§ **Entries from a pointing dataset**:
§ §
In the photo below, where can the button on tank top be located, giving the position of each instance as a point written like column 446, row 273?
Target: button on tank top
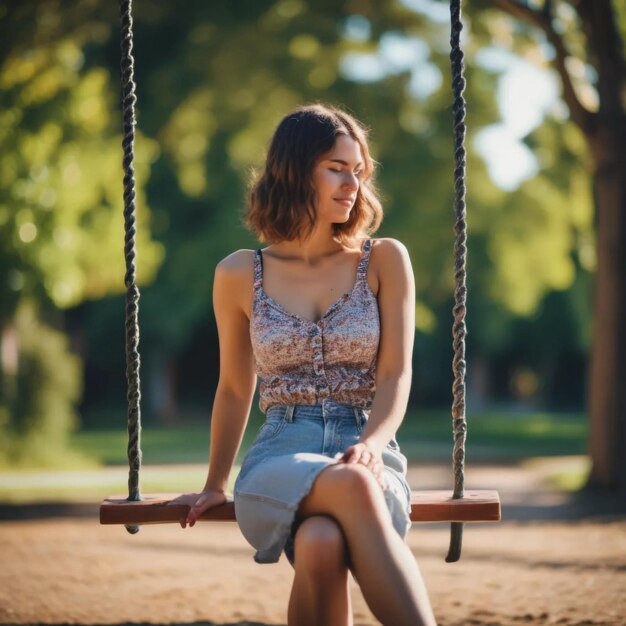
column 299, row 361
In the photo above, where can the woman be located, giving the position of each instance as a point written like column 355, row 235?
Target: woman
column 324, row 480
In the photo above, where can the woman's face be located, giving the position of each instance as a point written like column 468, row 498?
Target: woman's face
column 336, row 178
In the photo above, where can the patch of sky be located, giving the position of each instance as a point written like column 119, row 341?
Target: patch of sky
column 525, row 94
column 396, row 54
column 357, row 28
column 438, row 12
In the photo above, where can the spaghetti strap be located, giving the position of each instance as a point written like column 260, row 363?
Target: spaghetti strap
column 258, row 270
column 361, row 272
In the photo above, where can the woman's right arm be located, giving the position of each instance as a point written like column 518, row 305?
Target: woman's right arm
column 237, row 380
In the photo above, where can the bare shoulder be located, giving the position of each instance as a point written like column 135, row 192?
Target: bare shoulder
column 234, row 278
column 389, row 254
column 237, row 265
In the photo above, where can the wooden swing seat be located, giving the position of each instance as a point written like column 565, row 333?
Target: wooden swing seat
column 426, row 506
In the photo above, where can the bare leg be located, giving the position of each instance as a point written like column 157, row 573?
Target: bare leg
column 381, row 561
column 320, row 595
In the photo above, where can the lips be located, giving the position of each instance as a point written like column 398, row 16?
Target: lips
column 347, row 202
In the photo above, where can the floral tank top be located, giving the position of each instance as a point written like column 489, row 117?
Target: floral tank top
column 303, row 362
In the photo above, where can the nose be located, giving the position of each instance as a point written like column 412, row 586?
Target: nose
column 351, row 181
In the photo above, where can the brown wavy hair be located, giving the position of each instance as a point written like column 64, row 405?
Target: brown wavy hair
column 281, row 201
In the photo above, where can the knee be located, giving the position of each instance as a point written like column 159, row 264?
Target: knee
column 358, row 486
column 320, row 547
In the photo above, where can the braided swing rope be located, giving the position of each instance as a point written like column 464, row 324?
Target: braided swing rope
column 459, row 423
column 132, row 292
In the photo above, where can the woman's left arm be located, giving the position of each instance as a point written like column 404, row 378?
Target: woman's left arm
column 396, row 304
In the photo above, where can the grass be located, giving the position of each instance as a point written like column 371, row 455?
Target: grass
column 175, row 458
column 423, row 435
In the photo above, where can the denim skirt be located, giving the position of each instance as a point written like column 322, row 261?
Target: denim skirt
column 293, row 445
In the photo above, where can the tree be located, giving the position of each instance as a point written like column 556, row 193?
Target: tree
column 604, row 128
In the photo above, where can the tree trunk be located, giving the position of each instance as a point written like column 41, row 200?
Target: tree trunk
column 607, row 384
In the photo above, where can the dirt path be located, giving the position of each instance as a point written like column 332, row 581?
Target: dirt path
column 568, row 570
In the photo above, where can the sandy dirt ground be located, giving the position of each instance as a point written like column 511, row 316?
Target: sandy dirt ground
column 552, row 560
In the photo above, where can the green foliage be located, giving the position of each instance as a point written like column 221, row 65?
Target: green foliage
column 61, row 224
column 213, row 81
column 37, row 413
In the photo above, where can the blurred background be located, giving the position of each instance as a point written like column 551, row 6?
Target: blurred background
column 213, row 80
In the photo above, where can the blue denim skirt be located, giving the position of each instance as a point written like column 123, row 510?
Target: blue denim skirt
column 293, row 445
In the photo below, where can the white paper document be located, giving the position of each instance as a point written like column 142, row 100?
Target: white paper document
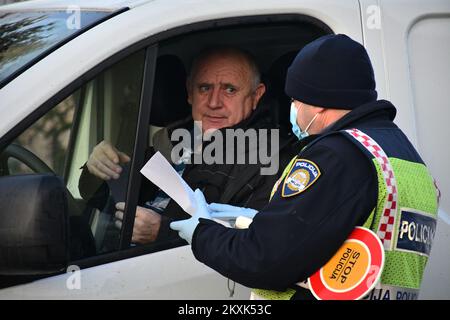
column 159, row 171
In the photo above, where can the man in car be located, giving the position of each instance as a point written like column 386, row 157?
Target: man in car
column 224, row 88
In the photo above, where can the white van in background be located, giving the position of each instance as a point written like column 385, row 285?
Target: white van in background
column 73, row 73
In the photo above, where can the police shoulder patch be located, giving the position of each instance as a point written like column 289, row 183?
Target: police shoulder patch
column 301, row 176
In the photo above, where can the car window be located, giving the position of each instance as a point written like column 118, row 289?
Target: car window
column 61, row 141
column 26, row 35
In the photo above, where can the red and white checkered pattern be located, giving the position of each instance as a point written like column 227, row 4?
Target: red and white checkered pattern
column 387, row 221
column 438, row 192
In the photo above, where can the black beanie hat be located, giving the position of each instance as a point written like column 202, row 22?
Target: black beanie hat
column 333, row 71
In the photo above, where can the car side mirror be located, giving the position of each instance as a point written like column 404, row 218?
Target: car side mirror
column 33, row 225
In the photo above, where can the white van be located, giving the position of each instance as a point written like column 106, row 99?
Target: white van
column 73, row 73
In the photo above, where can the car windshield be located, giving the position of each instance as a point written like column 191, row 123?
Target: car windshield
column 26, row 36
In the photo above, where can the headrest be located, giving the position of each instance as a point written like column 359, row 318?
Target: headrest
column 169, row 101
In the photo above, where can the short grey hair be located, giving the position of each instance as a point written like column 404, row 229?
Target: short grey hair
column 226, row 50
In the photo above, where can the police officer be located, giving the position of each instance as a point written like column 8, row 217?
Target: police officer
column 355, row 167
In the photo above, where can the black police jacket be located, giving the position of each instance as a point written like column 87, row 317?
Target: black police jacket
column 291, row 238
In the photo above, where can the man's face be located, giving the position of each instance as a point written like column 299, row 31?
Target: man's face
column 221, row 92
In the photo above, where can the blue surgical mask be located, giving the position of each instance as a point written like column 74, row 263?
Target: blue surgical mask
column 295, row 128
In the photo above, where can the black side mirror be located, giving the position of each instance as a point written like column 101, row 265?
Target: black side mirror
column 33, row 225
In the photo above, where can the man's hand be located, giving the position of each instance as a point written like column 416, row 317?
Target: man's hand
column 146, row 223
column 104, row 161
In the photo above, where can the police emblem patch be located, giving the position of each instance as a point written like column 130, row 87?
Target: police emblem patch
column 302, row 175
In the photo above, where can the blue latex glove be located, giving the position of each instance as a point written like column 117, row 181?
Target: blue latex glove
column 187, row 227
column 229, row 212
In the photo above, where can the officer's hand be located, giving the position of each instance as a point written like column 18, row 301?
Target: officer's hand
column 187, row 227
column 146, row 223
column 104, row 161
column 229, row 212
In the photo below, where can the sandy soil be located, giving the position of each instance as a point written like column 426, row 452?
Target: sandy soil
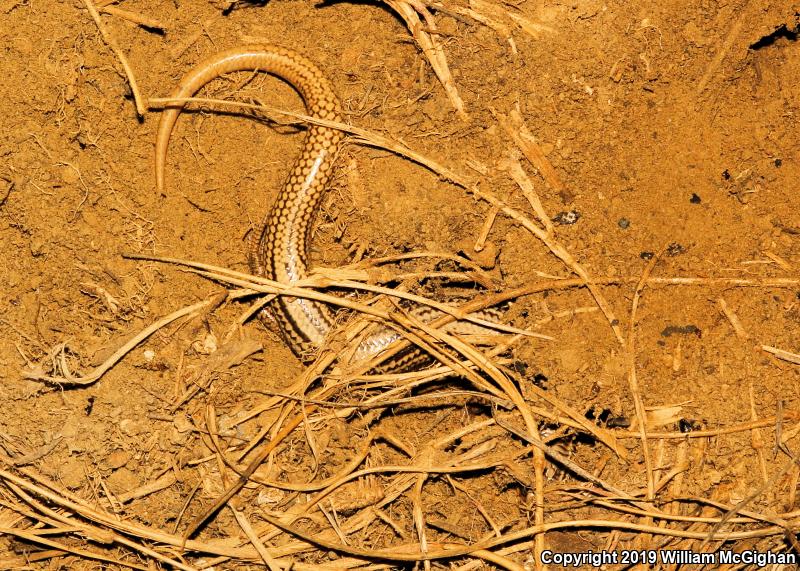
column 672, row 128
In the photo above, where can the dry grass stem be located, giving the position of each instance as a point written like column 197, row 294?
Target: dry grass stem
column 109, row 40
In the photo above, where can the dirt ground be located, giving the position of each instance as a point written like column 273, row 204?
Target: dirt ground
column 671, row 129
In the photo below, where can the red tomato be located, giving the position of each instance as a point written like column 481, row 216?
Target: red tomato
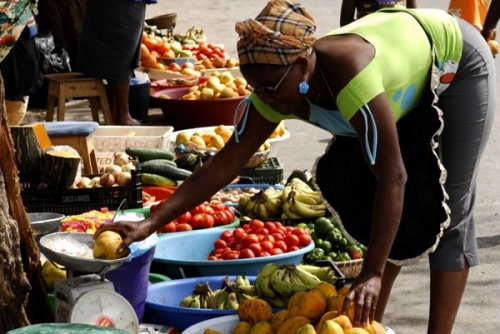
column 256, row 249
column 270, row 226
column 304, row 240
column 276, row 251
column 169, row 228
column 263, row 231
column 185, row 218
column 298, row 231
column 219, row 243
column 278, row 236
column 183, row 227
column 246, row 254
column 269, row 238
column 291, row 240
column 281, row 245
column 266, row 246
column 202, row 220
column 217, row 206
column 256, row 224
column 248, row 240
column 221, row 218
column 233, row 255
column 226, row 235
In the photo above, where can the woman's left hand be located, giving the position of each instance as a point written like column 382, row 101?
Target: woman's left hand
column 364, row 294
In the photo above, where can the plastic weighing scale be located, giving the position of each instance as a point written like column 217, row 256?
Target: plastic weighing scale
column 88, row 299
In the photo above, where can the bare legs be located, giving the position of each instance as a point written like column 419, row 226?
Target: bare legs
column 118, row 103
column 447, row 288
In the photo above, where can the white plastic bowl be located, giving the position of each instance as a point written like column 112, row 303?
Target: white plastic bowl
column 275, row 142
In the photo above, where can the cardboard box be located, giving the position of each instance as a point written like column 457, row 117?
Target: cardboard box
column 111, row 139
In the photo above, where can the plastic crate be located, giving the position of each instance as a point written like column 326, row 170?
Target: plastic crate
column 269, row 172
column 76, row 201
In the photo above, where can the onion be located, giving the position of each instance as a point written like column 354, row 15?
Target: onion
column 114, row 170
column 107, row 180
column 121, row 159
column 128, row 167
column 95, row 180
column 83, row 183
column 124, row 178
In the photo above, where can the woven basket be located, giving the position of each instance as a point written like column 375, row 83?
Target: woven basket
column 350, row 269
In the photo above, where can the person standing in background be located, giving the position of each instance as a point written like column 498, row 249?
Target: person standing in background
column 110, row 49
column 356, row 9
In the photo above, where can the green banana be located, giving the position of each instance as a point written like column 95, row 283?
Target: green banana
column 262, row 284
column 282, row 288
column 195, row 302
column 232, row 301
column 186, row 302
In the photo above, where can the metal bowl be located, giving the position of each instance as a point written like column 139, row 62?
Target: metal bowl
column 73, row 251
column 45, row 222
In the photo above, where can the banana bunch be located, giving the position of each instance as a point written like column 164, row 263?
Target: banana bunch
column 301, row 201
column 202, row 293
column 266, row 204
column 277, row 283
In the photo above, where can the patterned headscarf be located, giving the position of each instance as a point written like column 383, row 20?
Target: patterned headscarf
column 281, row 33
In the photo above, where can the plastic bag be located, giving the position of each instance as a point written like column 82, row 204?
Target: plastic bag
column 54, row 59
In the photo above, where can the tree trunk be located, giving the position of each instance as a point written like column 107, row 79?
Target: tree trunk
column 65, row 19
column 23, row 295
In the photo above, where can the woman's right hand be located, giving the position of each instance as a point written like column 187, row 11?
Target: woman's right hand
column 130, row 231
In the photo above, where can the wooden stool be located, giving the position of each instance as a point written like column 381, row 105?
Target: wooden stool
column 78, row 135
column 65, row 85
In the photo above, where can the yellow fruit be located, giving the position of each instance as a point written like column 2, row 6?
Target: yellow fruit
column 181, row 138
column 343, row 321
column 262, row 327
column 327, row 316
column 207, row 136
column 356, row 330
column 217, row 142
column 207, row 94
column 278, row 319
column 292, row 325
column 51, row 274
column 331, row 327
column 198, row 141
column 106, row 245
column 306, row 329
column 254, row 310
column 327, row 290
column 242, row 328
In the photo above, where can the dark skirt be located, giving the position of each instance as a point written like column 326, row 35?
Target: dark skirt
column 109, row 47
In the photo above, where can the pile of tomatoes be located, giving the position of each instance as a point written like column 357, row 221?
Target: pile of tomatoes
column 205, row 215
column 259, row 239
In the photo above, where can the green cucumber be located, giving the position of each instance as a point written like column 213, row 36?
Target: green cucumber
column 159, row 167
column 149, row 153
column 149, row 179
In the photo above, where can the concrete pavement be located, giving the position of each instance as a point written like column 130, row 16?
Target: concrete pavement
column 408, row 308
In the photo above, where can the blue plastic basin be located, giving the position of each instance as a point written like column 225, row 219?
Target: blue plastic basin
column 162, row 303
column 185, row 255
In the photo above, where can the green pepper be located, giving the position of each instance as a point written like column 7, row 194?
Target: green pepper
column 334, row 236
column 325, row 245
column 323, row 226
column 302, row 225
column 344, row 256
column 355, row 252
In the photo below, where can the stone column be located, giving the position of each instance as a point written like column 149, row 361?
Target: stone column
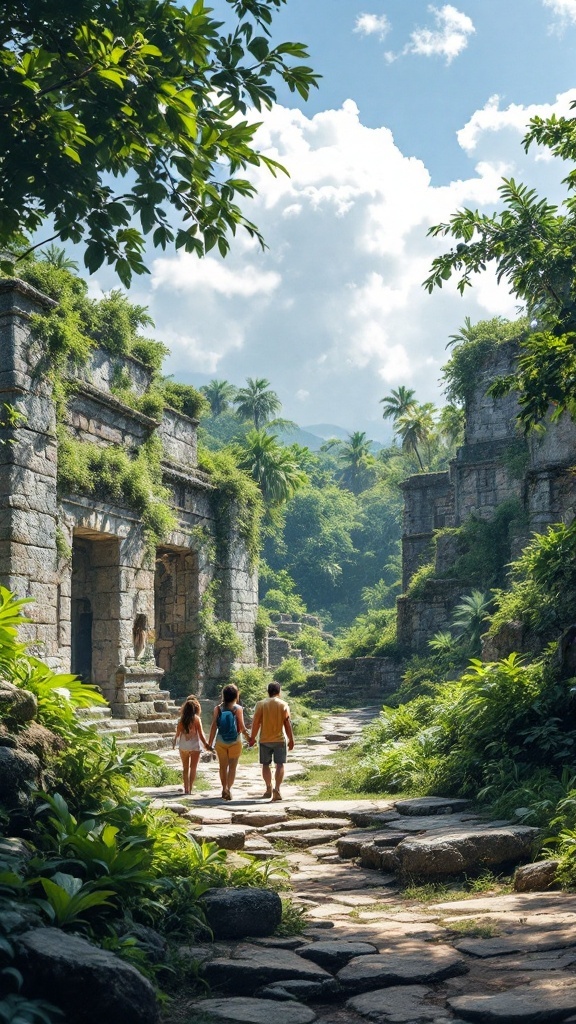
column 28, row 468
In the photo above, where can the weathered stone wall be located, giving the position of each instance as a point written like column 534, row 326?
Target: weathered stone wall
column 85, row 560
column 494, row 465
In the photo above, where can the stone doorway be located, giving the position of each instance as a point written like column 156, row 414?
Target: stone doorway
column 176, row 607
column 95, row 607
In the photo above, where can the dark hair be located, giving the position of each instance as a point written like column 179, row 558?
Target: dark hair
column 189, row 711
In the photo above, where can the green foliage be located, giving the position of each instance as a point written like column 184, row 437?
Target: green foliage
column 465, row 736
column 542, row 596
column 474, row 348
column 236, row 501
column 148, row 92
column 132, row 479
column 184, row 398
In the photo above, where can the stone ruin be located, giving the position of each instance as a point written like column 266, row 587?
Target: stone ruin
column 494, row 465
column 104, row 607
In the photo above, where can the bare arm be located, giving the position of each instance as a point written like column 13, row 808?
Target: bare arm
column 289, row 732
column 257, row 721
column 240, row 721
column 213, row 727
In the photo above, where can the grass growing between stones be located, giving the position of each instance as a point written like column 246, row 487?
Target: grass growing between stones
column 294, row 921
column 442, row 892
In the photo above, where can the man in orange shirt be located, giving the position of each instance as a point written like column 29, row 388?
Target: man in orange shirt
column 272, row 718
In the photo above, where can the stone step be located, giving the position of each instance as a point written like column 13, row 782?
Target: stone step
column 94, row 712
column 162, row 725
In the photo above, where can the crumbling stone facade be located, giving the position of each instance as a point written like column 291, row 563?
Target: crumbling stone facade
column 104, row 605
column 494, row 465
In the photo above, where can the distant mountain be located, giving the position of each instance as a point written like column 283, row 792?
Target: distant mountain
column 328, row 430
column 314, row 437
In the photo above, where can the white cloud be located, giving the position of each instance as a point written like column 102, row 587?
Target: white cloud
column 565, row 10
column 372, row 25
column 448, row 39
column 188, row 273
column 333, row 312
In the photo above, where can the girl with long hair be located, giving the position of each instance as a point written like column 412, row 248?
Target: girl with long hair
column 189, row 736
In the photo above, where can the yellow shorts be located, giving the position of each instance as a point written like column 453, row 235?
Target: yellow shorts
column 229, row 752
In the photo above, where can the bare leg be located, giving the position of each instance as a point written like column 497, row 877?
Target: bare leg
column 232, row 766
column 184, row 757
column 193, row 766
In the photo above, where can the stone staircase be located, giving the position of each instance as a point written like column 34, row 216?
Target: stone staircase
column 148, row 723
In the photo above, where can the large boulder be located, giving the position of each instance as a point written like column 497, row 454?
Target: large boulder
column 236, row 913
column 454, row 852
column 19, row 772
column 16, row 706
column 91, row 985
column 537, row 878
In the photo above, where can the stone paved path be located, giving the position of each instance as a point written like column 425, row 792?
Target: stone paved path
column 372, row 955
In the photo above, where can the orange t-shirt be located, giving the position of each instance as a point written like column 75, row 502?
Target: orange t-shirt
column 274, row 713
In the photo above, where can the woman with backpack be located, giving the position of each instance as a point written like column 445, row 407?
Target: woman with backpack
column 228, row 726
column 189, row 735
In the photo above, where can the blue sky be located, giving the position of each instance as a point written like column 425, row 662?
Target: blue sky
column 421, row 110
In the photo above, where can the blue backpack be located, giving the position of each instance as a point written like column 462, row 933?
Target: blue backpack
column 228, row 727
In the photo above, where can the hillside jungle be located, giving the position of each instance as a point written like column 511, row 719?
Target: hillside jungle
column 85, row 852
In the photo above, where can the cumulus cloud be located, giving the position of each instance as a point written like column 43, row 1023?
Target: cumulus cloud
column 372, row 25
column 333, row 312
column 564, row 10
column 448, row 39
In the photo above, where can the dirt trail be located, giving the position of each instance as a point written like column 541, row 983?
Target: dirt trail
column 486, row 957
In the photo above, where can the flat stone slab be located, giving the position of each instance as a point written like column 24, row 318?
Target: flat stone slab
column 539, row 1003
column 227, row 837
column 337, row 808
column 523, row 940
column 303, row 837
column 432, row 805
column 414, row 964
column 251, row 967
column 295, row 824
column 403, row 1005
column 334, row 955
column 455, row 851
column 247, row 1011
column 258, row 818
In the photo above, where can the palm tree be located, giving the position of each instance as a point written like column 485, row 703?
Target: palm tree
column 220, row 394
column 255, row 402
column 398, row 402
column 274, row 467
column 56, row 257
column 470, row 615
column 415, row 427
column 355, row 456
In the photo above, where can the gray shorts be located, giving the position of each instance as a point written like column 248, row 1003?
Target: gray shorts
column 277, row 751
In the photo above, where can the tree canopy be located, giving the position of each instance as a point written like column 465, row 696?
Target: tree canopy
column 532, row 245
column 123, row 119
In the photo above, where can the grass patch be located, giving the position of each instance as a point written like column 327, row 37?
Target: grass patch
column 294, row 920
column 432, row 892
column 472, row 929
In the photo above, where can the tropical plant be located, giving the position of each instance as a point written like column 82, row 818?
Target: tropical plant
column 220, row 394
column 149, row 93
column 272, row 466
column 256, row 401
column 415, row 427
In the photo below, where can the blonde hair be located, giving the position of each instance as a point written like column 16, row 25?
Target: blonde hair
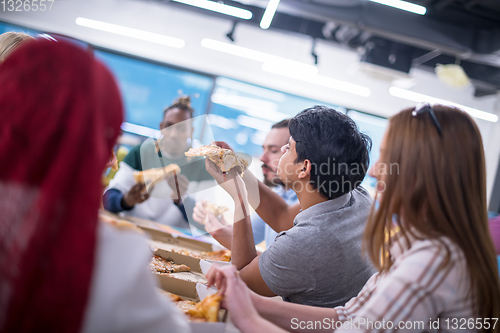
§ §
§ **Set exercise**: List each line of the rows above that contains the word "crumbling", copying the lines in full.

§ **Correct response**:
In the photo above, where can the crumbling stone facade be located, giving the position of each instance as a point written like column 291, row 563?
Target: crumbling stone facade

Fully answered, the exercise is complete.